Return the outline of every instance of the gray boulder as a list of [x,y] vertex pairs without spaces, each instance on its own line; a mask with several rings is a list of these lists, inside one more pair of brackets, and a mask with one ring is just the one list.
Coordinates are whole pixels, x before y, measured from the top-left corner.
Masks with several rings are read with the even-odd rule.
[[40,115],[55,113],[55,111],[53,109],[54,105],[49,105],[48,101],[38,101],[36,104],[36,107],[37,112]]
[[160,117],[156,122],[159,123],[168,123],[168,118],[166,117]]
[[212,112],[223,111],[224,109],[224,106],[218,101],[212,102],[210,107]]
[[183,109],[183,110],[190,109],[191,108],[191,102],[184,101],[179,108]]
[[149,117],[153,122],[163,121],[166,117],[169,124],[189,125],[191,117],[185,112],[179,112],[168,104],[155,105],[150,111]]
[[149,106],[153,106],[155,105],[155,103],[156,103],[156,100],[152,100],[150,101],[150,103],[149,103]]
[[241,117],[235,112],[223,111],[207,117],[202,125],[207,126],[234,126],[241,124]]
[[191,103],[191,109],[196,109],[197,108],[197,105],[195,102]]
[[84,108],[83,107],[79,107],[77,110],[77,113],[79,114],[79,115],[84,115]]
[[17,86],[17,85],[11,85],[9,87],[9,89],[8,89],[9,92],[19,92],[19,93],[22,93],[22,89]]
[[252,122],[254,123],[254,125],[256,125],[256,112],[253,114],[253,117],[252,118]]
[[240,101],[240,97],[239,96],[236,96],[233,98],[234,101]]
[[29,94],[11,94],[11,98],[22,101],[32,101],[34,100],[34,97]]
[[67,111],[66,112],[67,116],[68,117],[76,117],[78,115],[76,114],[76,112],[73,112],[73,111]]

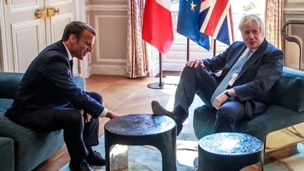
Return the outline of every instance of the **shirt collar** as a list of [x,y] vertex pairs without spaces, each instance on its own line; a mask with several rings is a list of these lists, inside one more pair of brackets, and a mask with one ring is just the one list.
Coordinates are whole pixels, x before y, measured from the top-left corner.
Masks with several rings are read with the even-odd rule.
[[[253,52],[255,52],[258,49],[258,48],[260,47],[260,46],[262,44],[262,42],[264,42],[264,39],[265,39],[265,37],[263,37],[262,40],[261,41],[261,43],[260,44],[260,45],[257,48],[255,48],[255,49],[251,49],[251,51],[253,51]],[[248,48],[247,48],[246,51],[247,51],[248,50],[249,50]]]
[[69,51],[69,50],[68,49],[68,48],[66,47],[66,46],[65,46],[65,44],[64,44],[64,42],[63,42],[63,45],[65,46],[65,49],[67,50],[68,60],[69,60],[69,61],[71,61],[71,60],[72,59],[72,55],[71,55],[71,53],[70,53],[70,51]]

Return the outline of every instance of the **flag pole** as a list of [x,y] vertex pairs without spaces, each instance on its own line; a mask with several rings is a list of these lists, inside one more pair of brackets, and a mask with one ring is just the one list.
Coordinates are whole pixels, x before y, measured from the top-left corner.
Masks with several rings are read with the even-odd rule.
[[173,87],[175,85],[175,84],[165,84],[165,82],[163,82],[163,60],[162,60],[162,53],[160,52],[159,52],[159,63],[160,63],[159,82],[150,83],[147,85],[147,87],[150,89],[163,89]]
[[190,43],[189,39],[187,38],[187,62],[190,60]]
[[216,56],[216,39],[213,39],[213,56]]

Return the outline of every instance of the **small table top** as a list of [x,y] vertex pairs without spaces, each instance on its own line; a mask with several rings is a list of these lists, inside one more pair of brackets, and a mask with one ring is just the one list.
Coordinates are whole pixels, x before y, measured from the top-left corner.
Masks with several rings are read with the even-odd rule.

---

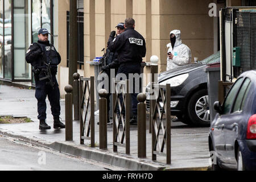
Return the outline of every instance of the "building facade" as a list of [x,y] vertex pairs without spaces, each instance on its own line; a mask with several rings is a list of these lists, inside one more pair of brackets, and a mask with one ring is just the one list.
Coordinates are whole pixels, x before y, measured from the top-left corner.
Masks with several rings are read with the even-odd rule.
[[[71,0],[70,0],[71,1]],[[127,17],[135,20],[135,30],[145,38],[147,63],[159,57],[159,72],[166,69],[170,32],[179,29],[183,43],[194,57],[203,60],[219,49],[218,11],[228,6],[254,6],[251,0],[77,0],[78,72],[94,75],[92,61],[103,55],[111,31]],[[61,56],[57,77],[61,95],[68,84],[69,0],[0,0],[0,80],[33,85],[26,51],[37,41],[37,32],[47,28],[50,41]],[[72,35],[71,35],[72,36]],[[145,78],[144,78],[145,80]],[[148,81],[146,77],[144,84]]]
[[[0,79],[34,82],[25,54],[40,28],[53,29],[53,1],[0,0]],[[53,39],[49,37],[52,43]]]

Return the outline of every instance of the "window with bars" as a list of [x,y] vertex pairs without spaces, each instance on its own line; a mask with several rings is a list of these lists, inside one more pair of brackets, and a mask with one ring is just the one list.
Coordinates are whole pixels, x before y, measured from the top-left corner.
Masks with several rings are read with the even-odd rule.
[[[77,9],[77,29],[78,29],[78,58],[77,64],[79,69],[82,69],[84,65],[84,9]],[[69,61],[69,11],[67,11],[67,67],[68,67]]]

• [Problem requirements]: Arrange the material from the line containing "Return the outline of every instance of the **flag" up to and including the line containing "[[190,43],[189,39],[187,38],[187,62],[190,60]]" as a JSON list of strings, with one string per line and no blank lines.

• [Full response]:
[
  "Return the outline of every instance of the **flag pole** as a list of [x,y] vertex pairs without spaces, each instance on its own line; a mask with several rings is a list of these lists, inside one more pair of brackets, and a mask with one ring is just the one list.",
  "Coordinates are whole pixels, x before y, measured from the top-left corner.",
  "Masks with several rings are read with the even-odd rule.",
  "[[173,87],[175,85],[175,84],[165,84],[165,82],[163,82],[163,60],[162,60],[162,53],[160,52],[159,52],[159,63],[160,63],[159,82],[150,83],[147,85],[147,87],[150,89],[163,89]]",
  "[[190,43],[189,39],[187,38],[187,62],[190,60]]"
]